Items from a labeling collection
━━━━━━
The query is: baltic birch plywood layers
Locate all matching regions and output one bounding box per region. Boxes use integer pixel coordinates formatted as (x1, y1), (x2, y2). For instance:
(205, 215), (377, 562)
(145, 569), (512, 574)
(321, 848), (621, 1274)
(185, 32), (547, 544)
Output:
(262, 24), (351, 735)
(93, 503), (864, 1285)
━━━━━━
> Challenge
Rewrite every line of the data above, requests included. Multiply each coordinate in the answers by 1.55 and round to the nearest whole number, with halves rounding up. Leave the requests and their sample coordinates unchanged.

> Result below
The query is: baltic birch plywood layers
Locate all matching regions and output one bounding box per region. Boxes use integer pixel coordinates formatted as (x1, y1), (x2, y2). For instance:
(205, 215), (377, 562)
(145, 569), (512, 574)
(321, 848), (621, 1274)
(185, 32), (547, 544)
Output:
(406, 37), (544, 1139)
(144, 780), (1339, 1992)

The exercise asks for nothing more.